Problem description
Rewrite every line of the records below as a numbered list, skipping any blank lines. Leave the pictures out of your answer.

Data provided

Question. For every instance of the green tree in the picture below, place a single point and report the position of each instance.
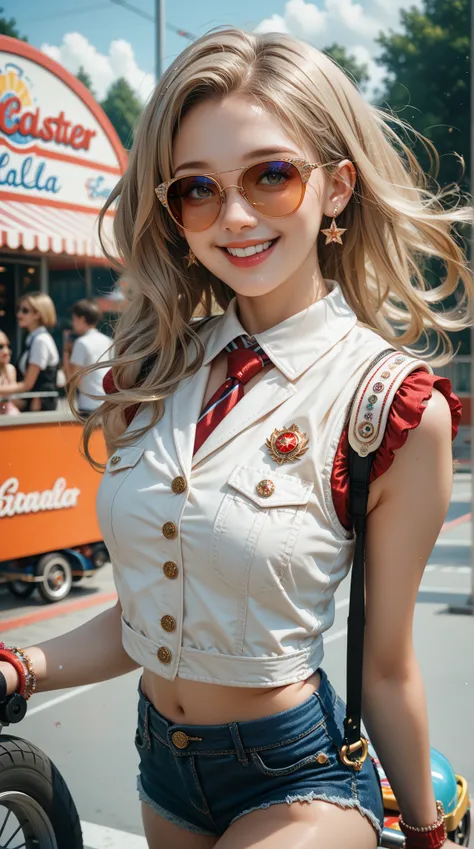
(123, 109)
(428, 80)
(356, 71)
(85, 79)
(8, 27)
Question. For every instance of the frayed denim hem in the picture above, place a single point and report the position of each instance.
(167, 815)
(320, 797)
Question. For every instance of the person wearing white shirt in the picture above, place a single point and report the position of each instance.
(39, 360)
(89, 348)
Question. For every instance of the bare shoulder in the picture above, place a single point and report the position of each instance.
(424, 462)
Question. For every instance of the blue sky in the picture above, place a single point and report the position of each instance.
(111, 41)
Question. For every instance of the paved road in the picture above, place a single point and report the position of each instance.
(89, 731)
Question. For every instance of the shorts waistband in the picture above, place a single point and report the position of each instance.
(267, 732)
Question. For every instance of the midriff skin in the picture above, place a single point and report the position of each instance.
(195, 703)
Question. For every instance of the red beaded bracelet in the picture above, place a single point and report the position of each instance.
(10, 657)
(426, 837)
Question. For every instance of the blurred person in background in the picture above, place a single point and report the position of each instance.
(7, 375)
(39, 360)
(89, 348)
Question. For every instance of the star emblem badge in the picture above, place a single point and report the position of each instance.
(287, 445)
(334, 233)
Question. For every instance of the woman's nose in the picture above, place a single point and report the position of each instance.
(236, 212)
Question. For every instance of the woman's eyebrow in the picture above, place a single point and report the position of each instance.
(253, 154)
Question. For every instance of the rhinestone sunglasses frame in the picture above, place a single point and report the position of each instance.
(303, 167)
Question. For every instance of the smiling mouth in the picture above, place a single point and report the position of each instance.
(251, 250)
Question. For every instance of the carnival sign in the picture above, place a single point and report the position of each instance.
(56, 144)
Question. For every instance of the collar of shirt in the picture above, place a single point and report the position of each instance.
(296, 343)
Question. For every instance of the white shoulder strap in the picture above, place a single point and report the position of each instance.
(373, 399)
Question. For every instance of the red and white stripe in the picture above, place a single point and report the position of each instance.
(48, 229)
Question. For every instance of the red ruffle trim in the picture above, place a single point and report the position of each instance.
(405, 415)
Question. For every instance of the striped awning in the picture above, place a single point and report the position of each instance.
(48, 229)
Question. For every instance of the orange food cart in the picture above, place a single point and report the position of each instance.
(49, 535)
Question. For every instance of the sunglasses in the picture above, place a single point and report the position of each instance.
(275, 189)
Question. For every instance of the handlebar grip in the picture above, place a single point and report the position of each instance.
(13, 709)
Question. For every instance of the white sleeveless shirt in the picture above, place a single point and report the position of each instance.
(217, 582)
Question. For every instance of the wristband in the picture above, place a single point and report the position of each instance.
(425, 837)
(10, 657)
(3, 687)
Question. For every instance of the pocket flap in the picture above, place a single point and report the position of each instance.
(268, 488)
(124, 458)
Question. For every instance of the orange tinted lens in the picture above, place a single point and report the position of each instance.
(274, 188)
(194, 202)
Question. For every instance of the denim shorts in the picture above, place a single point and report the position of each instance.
(204, 777)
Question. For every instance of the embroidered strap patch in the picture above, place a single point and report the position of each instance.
(374, 398)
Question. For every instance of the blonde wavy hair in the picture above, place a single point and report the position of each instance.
(395, 221)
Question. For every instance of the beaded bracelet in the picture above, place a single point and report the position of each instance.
(30, 686)
(10, 657)
(428, 836)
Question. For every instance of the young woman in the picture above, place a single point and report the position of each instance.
(261, 183)
(7, 375)
(38, 364)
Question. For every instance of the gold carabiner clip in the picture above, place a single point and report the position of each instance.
(358, 762)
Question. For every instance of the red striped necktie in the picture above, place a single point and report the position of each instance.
(245, 358)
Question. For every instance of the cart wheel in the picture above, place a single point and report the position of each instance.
(56, 571)
(100, 555)
(36, 808)
(21, 589)
(461, 835)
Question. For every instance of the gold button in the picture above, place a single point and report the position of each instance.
(170, 569)
(180, 739)
(164, 655)
(169, 530)
(265, 488)
(179, 485)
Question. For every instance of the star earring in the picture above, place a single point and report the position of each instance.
(190, 259)
(334, 233)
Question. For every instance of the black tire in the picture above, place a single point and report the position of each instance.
(33, 789)
(463, 832)
(56, 571)
(21, 589)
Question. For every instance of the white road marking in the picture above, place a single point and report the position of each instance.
(76, 691)
(103, 837)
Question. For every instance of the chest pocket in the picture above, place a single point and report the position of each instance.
(256, 528)
(109, 512)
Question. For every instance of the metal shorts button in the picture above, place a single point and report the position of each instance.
(179, 485)
(164, 655)
(168, 623)
(265, 488)
(182, 740)
(170, 569)
(169, 530)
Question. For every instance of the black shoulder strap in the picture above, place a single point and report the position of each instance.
(359, 475)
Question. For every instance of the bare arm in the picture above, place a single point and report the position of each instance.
(407, 509)
(88, 654)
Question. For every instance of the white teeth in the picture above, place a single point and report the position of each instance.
(253, 249)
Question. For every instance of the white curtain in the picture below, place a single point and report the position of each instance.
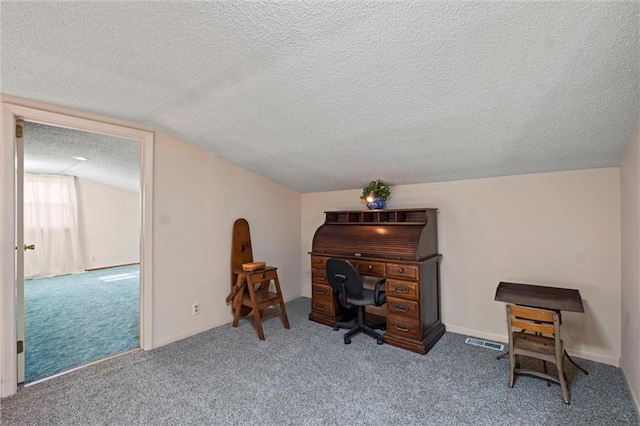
(51, 223)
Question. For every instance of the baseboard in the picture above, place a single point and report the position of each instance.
(95, 268)
(203, 328)
(189, 333)
(504, 339)
(633, 394)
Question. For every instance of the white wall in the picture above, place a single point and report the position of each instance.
(630, 305)
(556, 229)
(196, 198)
(109, 223)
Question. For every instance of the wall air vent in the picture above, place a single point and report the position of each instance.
(485, 344)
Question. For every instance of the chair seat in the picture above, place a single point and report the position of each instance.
(366, 298)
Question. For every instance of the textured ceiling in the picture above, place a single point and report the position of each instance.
(330, 95)
(110, 160)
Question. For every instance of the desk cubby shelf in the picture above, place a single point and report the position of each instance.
(401, 216)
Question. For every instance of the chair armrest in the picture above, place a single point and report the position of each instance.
(377, 292)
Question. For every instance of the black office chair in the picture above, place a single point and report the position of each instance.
(345, 280)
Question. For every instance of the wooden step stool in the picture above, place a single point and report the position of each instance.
(245, 293)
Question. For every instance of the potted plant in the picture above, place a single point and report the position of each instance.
(375, 194)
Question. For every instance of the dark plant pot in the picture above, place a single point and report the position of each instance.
(377, 204)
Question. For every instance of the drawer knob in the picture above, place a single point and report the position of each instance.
(401, 289)
(401, 308)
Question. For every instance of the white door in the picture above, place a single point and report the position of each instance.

Output below
1. Question. For every instance of the green tree in the picture below, place a single point and report the position of each instance.
2. (123, 109)
3. (428, 80)
4. (356, 71)
5. (85, 79)
6. (8, 27)
7. Question. For every instance of the frayed denim hem in the picture above, place a single point and report the position of each instance.
8. (167, 815)
9. (320, 797)
10. Question. For every instance of the person wearing white shirt in the picture above, place a single point and report the position of each instance.
11. (39, 360)
12. (89, 348)
13. Question. For every instance of the bare shoulder in the picture above, place a single point and report the position of each instance.
14. (424, 462)
15. Question. For every instance of the blue sky in the picture above, place a single point and report the position of each instance.
16. (111, 41)
17. Question. For every instance of the paved road in the picture above, place a single point and report the position of each instance.
18. (89, 731)
19. Question. For every instance of the shorts waistband in the picture above, place a single point and report the position of each instance.
20. (267, 732)
21. Question. For every instance of the midriff skin in the picture above, place a single point and report the position of each instance.
22. (195, 703)
23. Question. For every instance of the red beaded bracelet in the picture above, place a single point and report the position of each instance.
24. (10, 657)
25. (426, 837)
26. Question. For every instance of the blurred person in background in the picture above, place a single point and report the position of each instance.
27. (7, 375)
28. (39, 360)
29. (89, 348)
30. Question. For every instance of the star emblem badge in the picture above, place a single point and report the position of each instance.
31. (287, 445)
32. (334, 233)
33. Question. For every instance of the woman's nose in the picture above, place a single point and report the position of each instance.
34. (236, 212)
35. Question. For every instance of the woman's eyebrow in the picture above, place a single point and report the position of each instance.
36. (253, 154)
37. Question. For every instance of the rhinestone sunglasses frame in the picture above, place a single point and report the position of each instance.
38. (303, 167)
39. Question. For every instance of the smiling mouth in the picture above, place a single point and report the position of each instance.
40. (251, 250)
41. Question. For every instance of the carnival sign in the picture above, place a single point and report the position of each instance.
42. (56, 144)
43. Question. For every instance of the collar of shirt in the picture above, place a single point and report the position of each instance.
44. (296, 343)
45. Question. For every instance of the white shoulder strap in the picture above, place a single point and report the position of each instance.
46. (373, 399)
47. Question. For every instance of the red and white stripe in the picture above, place a single point and report the position of each instance.
48. (48, 229)
49. Question. For every instance of the red ruffle trim in the picture above, place a single point and report the position of each instance.
50. (405, 415)
51. Question. For every instance of the striped awning in the picture above, place a single point and report the position of each instance.
52. (48, 229)
53. Question. For every instance of the orange food cart in the picture above, place a single point and report the position of each instance.
54. (49, 535)
55. Question. For every instance of the sunglasses in the picture above, place a single point and report the position of each instance.
56. (275, 189)
57. Question. For every instance of the handlebar grip in the picture above, place a single point and report the position of each instance.
58. (13, 709)
59. Question. For every instance of the white sleeveless shirt in the picture above, place a single point and report the position of each instance.
60. (217, 582)
61. Question. For every instance of the wristband in the picture above, place a single point and report the position of each instance.
62. (425, 837)
63. (10, 657)
64. (3, 687)
65. Question. For every instance of the pocket flap in the picture above, place a single point and report the position of each instance.
66. (268, 488)
67. (124, 458)
68. Question. For every instance of the orange tinted lens in the picture above, place a single point and report the position of each instance.
69. (274, 188)
70. (194, 202)
71. Question. For every instance of the denim shorts in the picture above, place a single point and report the position of each instance.
72. (204, 777)
73. Question. For every instance of the embroidered strap patch in the picture above, place a single point and report the position of each instance.
74. (374, 398)
75. Question. For every instance of the blonde wavy hair in the picture above, place a single point and report the position of each instance.
76. (395, 221)
77. Question. For every instance of the beaded bracelet in the picture above, place a single point and report the position of each instance.
78. (30, 686)
79. (10, 657)
80. (428, 836)
81. Question. For every instance of the young woman in the picture above, place a single point and report the position of each instance.
82. (261, 183)
83. (7, 375)
84. (38, 364)
85. Question. For every instance of the gold carabiner clip in the picture above, place a single point and report the position of each instance.
86. (358, 762)
87. Question. For every instance of the red striped necktie in the picture above, place a single point and report the position of each instance.
88. (245, 358)
89. Question. For every instance of the cart wheel in the picture above, place a single point and report the position of each instance.
90. (56, 571)
91. (100, 555)
92. (36, 808)
93. (21, 589)
94. (461, 835)
95. Question. For every instance of the gold button in the picture above, place a single point and report the position of each instance.
96. (170, 569)
97. (180, 739)
98. (164, 655)
99. (169, 530)
100. (265, 488)
101. (179, 485)
102. Question. For every instance of the star earring in the picture above, place a single point and report the position of each instance.
103. (190, 259)
104. (334, 233)
105. Question. For every instance of the black tire in the picture above, place a single point and report the position of each instance.
106. (33, 789)
107. (463, 832)
108. (56, 571)
109. (21, 589)
110. Question. For every instance of the white road marking in the picture above, place a single point and report the position of each instance.
111. (76, 691)
112. (103, 837)
113. Question. For every instance of the chest pocket in the picture above, place a single point and report the position of each instance.
114. (256, 528)
115. (109, 512)
116. Question. For every instance of the metal shorts button in the picture above, place a single point and report the position of each instance.
117. (179, 485)
118. (164, 655)
119. (168, 623)
120. (265, 488)
121. (182, 740)
122. (170, 569)
123. (169, 530)
124. Question. For every instance of the black shoulder strap in the picture above, place a single point and report the position of each instance.
125. (359, 475)
126. Question. For every instance of the bare arm in the picture above, place a single point and report the position of each instance.
127. (407, 509)
128. (88, 654)
129. Question. For every instance of the white teeth in the picture above, place a single point and report the position of each instance.
130. (253, 249)
131. Question. For every instance of the white curtain in the picture below, place a single point and report the position of each instance.
132. (51, 223)
133. Question. For every instance of the baseboard in the picture above, place a single point and report the position of each instance.
134. (95, 268)
135. (203, 328)
136. (189, 333)
137. (504, 339)
138. (633, 394)
139. Question. For every instance of the white wall in the picture above, place a single point and report the position of each instance.
140. (630, 305)
141. (556, 229)
142. (196, 198)
143. (109, 223)
144. Question. For every instance of the wall air vent in the picture above, place a single point and report the position of each instance.
145. (485, 344)
146. Question. For every instance of the chair seat in the picture above, place a single point and report the position of each instance.
147. (366, 298)
148. Question. For every instance of the textured ceiling in the picture above, place a single point and report the position of each instance.
149. (330, 95)
150. (110, 160)
151. Question. For every instance of the desk cubby shelf in the picture above, place a single point and report the position of each instance.
152. (401, 216)
153. Question. For every instance of the chair armrest in the picture above, place a single point and report the position of each instance.
154. (377, 292)
155. Question. For every instance of the black office chair in the picture above, place a single point and report the position of each instance.
156. (345, 280)
157. Question. For every instance of the wooden step stool in the picture above, place a single point and report the position of each instance.
158. (245, 293)
159. Question. For every instance of the potted plant in the picture above, place a single point and report the position of each instance.
160. (375, 194)
161. Question. For every instance of the dark plant pot in the picture above, place a single point and report the position of each instance.
162. (377, 204)
163. Question. For every instance of the drawer knob in the picture above, place a single point and report the position of each instance.
164. (401, 289)
165. (401, 308)
166. Question. For every instance of the white door in the picture above, place a single point and report the position of each instance.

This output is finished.